(Exercise objective) Extract every line below that contains the string "trunk". Matching is case-sensitive.

(Records for this task)
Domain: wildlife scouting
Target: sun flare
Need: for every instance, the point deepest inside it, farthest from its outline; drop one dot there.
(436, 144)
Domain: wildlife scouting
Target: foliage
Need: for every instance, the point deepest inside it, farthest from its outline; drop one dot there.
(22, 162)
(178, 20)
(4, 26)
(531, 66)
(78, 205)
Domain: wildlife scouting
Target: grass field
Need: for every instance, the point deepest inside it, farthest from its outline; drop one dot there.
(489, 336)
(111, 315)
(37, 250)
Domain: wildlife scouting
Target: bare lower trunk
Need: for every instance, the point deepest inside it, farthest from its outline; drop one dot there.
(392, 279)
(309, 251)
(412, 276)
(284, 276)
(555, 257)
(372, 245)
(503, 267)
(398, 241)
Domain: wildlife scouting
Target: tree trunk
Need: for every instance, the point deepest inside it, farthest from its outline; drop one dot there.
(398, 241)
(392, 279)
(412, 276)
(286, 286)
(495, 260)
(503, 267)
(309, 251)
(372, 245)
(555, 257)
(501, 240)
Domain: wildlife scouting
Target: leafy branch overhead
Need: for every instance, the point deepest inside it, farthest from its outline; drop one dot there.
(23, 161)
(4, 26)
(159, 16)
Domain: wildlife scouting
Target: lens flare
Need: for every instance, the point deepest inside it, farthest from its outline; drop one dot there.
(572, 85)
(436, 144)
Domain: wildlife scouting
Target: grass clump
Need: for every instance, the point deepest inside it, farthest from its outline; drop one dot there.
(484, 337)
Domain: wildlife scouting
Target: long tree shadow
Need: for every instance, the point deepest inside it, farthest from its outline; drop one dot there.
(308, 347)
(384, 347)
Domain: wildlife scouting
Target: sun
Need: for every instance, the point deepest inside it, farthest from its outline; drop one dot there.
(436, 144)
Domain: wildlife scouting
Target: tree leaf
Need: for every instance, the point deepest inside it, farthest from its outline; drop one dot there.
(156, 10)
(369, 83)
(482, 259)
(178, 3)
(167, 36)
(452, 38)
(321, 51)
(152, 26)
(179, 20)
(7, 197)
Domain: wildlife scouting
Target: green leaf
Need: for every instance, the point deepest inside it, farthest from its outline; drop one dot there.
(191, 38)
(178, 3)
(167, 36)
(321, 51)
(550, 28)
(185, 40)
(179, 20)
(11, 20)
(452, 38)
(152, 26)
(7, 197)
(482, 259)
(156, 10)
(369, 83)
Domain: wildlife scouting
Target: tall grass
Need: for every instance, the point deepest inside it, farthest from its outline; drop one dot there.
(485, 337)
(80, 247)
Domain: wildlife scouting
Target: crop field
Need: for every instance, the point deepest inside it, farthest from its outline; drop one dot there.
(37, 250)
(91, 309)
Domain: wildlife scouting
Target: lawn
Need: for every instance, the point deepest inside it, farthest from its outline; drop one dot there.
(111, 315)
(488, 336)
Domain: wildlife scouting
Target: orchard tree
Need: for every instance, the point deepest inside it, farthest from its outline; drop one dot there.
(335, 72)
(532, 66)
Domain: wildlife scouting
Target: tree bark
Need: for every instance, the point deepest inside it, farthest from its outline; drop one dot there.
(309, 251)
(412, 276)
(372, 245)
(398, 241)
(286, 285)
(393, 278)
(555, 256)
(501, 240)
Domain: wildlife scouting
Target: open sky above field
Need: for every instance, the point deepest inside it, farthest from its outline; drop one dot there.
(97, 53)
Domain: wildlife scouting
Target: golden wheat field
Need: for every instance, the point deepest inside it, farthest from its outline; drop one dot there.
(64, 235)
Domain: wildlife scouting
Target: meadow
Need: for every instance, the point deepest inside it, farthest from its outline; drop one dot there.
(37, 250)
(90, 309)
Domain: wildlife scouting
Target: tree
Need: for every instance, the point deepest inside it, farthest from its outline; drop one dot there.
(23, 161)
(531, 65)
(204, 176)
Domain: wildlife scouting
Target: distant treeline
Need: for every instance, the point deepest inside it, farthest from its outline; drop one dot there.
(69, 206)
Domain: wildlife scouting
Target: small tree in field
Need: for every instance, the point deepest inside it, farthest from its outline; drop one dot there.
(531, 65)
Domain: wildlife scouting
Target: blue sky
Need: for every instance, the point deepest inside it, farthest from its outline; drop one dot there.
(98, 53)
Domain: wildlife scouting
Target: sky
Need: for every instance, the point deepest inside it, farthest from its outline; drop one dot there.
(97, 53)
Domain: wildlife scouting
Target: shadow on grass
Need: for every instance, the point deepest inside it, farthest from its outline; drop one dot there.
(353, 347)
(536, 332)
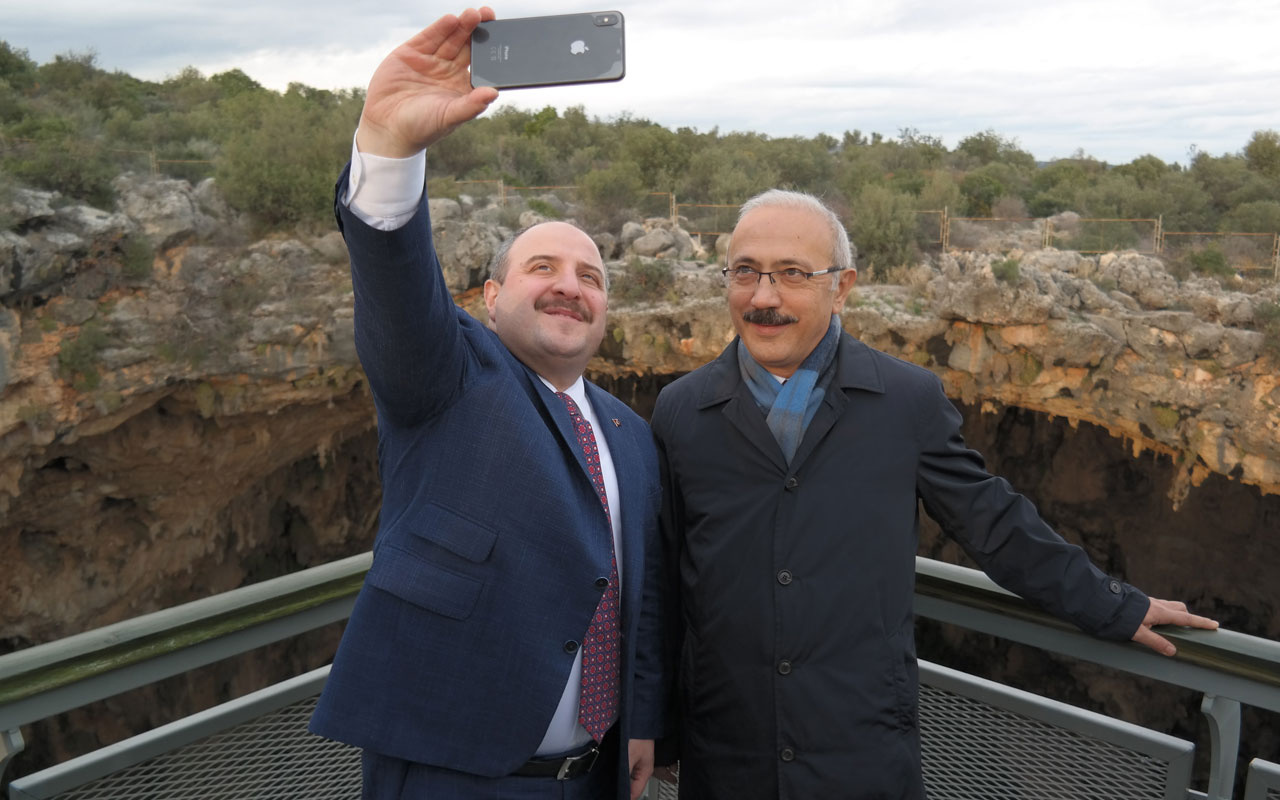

(Exercise output)
Target: bare lower trunk
Target: tree trunk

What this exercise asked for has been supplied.